* **GIVEN RECORDS**
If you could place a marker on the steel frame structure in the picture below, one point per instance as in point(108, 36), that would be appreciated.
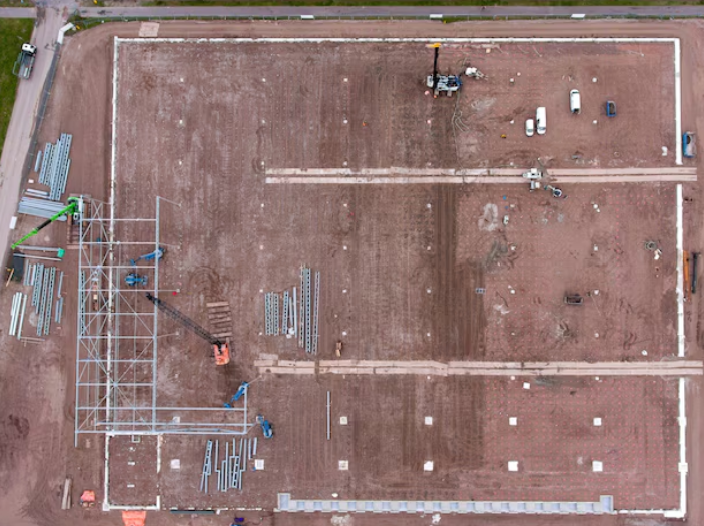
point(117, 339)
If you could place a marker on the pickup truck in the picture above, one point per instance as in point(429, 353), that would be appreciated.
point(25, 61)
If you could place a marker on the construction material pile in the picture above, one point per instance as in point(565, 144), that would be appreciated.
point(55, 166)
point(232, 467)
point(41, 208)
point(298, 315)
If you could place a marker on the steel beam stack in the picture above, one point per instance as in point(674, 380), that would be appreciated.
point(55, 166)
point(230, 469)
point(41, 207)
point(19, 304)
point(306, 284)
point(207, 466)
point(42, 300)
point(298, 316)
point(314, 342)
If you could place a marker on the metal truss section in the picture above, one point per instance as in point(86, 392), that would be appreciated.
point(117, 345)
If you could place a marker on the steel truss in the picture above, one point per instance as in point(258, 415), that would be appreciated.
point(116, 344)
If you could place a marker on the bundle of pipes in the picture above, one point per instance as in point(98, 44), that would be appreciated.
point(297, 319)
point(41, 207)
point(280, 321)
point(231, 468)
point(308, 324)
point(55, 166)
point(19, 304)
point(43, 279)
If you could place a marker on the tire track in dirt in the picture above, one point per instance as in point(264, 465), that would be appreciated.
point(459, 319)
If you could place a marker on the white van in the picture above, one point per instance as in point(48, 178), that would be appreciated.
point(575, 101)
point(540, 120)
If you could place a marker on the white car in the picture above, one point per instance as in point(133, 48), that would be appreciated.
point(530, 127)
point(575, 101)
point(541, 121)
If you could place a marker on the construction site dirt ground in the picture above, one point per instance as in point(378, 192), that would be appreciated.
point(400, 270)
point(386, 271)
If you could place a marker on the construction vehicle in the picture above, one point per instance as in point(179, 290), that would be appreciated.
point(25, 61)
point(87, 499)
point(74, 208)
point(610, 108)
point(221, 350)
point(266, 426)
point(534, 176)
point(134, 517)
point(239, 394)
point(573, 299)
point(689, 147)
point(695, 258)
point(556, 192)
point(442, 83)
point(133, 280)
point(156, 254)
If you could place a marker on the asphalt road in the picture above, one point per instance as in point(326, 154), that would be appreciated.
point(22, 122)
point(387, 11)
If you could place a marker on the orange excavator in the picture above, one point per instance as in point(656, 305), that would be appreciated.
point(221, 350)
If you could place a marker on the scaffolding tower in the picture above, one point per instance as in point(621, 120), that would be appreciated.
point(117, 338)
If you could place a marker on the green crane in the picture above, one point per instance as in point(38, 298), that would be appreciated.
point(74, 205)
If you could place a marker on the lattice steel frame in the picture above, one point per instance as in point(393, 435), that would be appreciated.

* **PROBLEM TO SOLVE**
Word for word, return the material above; the pictures stay out.

* **ANSWER TO THIS EXERCISE**
If you could place a marker on the steel frame structure in the picture below, one point per instance as in point(108, 36), that would be appreciated.
point(117, 339)
If you could place a marker on the pickup truck in the picture above, one point per instance as in point(429, 353), that would be appreciated.
point(25, 61)
If you could place a marker on the construction material pile in the picture above, one point per instance as in point(565, 144), that would be appreciated.
point(55, 166)
point(232, 467)
point(41, 208)
point(298, 315)
If you could place a marker on the steel beam stack in the picture above, one point per instance as in point(674, 380), that would be appreciated.
point(55, 166)
point(230, 469)
point(41, 207)
point(19, 304)
point(306, 284)
point(207, 466)
point(42, 300)
point(298, 316)
point(314, 342)
If you could place a marker on the metal truss section in the picture above, one point per instance as in point(86, 392), that would be appreciated.
point(117, 345)
If you could place a marker on the steel truss in the picture above, one point per instance as in point(258, 415), that would be appreciated.
point(116, 344)
If you could place a marker on the bundle of pipes in the picture above, one point per instance as in point(98, 44), that would be appreciated.
point(297, 319)
point(41, 207)
point(280, 321)
point(231, 468)
point(308, 324)
point(55, 166)
point(19, 304)
point(43, 279)
If you could place a marker on the tire track in dirt in the picture above, one point per instance as in point(264, 465), that would be appreciated.
point(459, 319)
If you could place a marker on the white van in the picture above, one point per instance as in point(48, 178), that would be appreciated.
point(575, 101)
point(540, 120)
If you could place a marker on the white car in the picture above, one point per instance as in point(133, 48), that would be appreciated.
point(530, 127)
point(575, 101)
point(541, 121)
If you could place a marker on the construction site dirt ground in the picture above, one point per instance as in point(378, 192), that would be appreciated.
point(400, 270)
point(386, 271)
If you could place a marker on the construction vehicle in the picture above, one point per instance as in point(179, 290), that would be appreciated.
point(25, 61)
point(87, 499)
point(74, 208)
point(610, 108)
point(221, 350)
point(266, 426)
point(534, 176)
point(134, 517)
point(239, 394)
point(573, 299)
point(689, 147)
point(695, 258)
point(556, 192)
point(442, 83)
point(133, 280)
point(156, 254)
If you could place a marker on the asphalt road in the picture above, one point per instance as in point(326, 154), that would be appreciated.
point(22, 122)
point(387, 11)
If you could place a marker on the orange excavator in the picture above, one point per instance as in point(656, 305), that would be appreciated.
point(221, 350)
If you could place a marker on the scaffolding tower in the picture above, one point per instance as in point(621, 120), that would be appreciated.
point(117, 338)
If you could place a marker on the green crane in the picture above, one point per instance as in point(38, 298), that would be appreciated.
point(74, 205)
If you could place a marker on the lattice steel frame in the picture above, one point per instance as in point(393, 435), that would be appreciated.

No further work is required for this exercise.